TEXT EXCERPT:
■ ■ ■ ■ ■ ■ ■

Do you ever pay attention to the little grey-white sticker on a wine bottle that claims that the wine is ‘CERTIFIED’ or ‘GESERTIFISEER’ by the Wine and Spirit Board? What does it mean and how does it get there?

It means that the wine has passed a series of controls and checks and that the Wine and Spirit Board certifies that the information on the labels (front and back) is true and correct.

The certification process involves the following:

Firstly the wine making areas in the Cape are divided into Regions, Districts and wards.

SAWIS (SA Wine Industry Systems) administers the Wine of Origen Scheme on behalf of the Wine and Spirits board.  

If a wine producer wishes his wines to be certified he must keep detailed records and conform to the rules of the Wine of Origin scheme.  The important elements of this scheme are that wines must be what the labels say it is.  

Only listed wine grape varieties may be used to make certified wine.  I need to inform SAWIS every year of the wines we intend to make, the variety and the quantity.  If I buy in wine grapes from someone else, I need to inform them of that detail also.  I cannot buy from the Stellenbosch region if our label reads ‘Wine of Origin Tulbagh’.  But I am allowed to be less specific and say ‘Wine of Origin Coastal Region’ and since Tulbagh and Stellenbosch both fall into the Coastal Region, with this Origin designation I can use grapes from the Stellenbosch district. 

We need to tell SAWIS on the day that we harvest.  We need to tell SAWIS when we bottle wine.  Their representative then personally comes to collect three random bottle samples from the batch which is then analyzed and tasted.   They measure things like the levels of Alcohol, Sulphur, Acid impurities, evidence of tampering, etc.  The tasting panel needs to be convinced that the wine is of a minimum quality, that it has the aromas and tastes you would expect both from the variety and from the region or district.

■ ■ ■ ■ ■ ■ ■

Location labeling records:
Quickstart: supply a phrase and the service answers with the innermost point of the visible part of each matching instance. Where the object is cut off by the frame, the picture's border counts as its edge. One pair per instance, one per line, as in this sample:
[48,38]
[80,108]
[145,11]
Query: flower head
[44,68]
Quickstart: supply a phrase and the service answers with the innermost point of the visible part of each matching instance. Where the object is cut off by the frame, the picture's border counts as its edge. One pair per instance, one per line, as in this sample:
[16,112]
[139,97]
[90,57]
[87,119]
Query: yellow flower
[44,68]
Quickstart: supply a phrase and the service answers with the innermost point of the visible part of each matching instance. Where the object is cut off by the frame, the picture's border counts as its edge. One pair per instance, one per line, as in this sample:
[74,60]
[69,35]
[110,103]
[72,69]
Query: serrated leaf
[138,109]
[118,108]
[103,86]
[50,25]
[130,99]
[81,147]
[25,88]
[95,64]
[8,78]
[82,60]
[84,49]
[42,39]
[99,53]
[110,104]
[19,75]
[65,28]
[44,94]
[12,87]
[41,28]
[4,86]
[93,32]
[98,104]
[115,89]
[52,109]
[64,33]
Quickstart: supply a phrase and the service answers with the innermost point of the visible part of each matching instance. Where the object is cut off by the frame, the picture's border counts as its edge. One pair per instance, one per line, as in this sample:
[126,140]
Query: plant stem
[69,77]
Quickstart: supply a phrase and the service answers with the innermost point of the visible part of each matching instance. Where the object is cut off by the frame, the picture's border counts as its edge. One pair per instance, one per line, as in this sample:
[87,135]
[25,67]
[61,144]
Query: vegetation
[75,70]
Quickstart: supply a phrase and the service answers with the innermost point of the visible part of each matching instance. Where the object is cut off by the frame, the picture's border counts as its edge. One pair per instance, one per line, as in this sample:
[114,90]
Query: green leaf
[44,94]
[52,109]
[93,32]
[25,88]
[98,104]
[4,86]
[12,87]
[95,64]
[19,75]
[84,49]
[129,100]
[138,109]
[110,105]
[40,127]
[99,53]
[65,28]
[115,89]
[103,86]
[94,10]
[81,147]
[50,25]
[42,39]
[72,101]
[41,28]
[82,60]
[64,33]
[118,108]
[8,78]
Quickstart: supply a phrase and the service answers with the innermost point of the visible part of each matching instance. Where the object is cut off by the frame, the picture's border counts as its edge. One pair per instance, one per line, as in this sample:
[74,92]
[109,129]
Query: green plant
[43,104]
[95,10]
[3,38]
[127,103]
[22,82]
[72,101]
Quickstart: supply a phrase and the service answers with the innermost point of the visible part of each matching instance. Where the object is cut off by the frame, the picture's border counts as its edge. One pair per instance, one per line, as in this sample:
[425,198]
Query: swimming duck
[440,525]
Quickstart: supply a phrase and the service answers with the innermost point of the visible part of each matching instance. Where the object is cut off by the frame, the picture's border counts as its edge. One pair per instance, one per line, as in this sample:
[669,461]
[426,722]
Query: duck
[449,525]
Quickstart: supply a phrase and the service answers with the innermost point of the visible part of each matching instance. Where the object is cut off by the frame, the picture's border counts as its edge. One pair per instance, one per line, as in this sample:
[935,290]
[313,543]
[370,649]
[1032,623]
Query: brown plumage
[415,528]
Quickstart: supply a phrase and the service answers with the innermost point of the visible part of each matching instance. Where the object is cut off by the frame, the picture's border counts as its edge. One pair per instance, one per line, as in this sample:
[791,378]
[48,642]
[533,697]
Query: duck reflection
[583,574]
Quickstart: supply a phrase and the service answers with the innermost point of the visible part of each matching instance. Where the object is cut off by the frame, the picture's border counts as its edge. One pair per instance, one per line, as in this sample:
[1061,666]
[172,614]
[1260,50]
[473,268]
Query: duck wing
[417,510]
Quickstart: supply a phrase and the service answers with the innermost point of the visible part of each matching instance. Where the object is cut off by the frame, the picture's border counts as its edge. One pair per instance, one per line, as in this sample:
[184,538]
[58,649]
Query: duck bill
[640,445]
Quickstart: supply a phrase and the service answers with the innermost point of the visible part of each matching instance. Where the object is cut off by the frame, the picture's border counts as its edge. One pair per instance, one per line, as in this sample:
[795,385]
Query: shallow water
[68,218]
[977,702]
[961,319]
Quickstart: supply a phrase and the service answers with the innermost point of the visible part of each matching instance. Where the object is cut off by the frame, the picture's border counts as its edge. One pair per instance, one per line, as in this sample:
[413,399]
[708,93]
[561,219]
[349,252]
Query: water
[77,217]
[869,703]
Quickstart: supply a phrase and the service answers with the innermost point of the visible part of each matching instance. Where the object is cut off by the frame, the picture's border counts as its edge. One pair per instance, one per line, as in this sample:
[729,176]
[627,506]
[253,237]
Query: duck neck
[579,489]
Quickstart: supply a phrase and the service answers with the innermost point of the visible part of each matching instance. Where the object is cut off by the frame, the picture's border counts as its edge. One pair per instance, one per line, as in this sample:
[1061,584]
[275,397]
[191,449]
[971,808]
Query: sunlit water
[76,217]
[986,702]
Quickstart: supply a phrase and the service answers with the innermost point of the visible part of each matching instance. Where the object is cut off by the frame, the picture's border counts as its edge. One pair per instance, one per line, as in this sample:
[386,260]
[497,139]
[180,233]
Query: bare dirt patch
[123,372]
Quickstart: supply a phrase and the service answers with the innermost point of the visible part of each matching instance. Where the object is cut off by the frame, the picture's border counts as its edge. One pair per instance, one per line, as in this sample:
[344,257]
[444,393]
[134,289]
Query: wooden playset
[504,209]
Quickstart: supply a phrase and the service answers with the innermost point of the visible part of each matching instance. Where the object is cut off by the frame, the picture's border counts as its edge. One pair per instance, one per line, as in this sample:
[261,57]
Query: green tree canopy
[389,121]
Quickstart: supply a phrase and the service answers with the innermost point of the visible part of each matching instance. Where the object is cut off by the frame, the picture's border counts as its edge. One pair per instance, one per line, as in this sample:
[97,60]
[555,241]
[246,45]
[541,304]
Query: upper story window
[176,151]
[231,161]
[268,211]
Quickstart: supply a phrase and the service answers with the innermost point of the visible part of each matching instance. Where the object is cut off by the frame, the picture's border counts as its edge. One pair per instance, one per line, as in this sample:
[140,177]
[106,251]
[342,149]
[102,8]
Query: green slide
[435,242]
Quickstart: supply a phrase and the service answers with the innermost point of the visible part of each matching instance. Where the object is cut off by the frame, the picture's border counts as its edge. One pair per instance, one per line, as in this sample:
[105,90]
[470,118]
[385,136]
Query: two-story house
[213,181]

■ ■ ■ ■ ■ ■ ■

STATED TASK 1:
Answer these from the wine certification text:
(a) What does SAWIS stand for?
(b) How many bottle samples does the SAWIS representative collect from a bottled batch?
(c) Into what units are the wine making areas in the Cape divided?
STATED TASK 2:
List every geographic place name that appears in the wine certification text.
STATED TASK 3:
Write out the wine certification text from "SAWIS (SA Wine" up to and including "labels say it is.".
Rely only on the wine certification text for every answer.

FULL SOLUTION 1:
(a) SA Wine Industry Systems
(b) Three random bottle samples
(c) Regions, Districts and wards

FULL SOLUTION 2:
Cape
Stellenbosch
Tulbagh
Coastal Region

FULL SOLUTION 3:
SAWIS (SA Wine Industry Systems) administers the Wine of Origen Scheme on behalf of the Wine and Spirits board.  

If a wine producer wishes his wines to be certified he must keep detailed records and conform to the rules of the Wine of Origin scheme.  The important elements of this scheme are that wines must be what the labels say it is.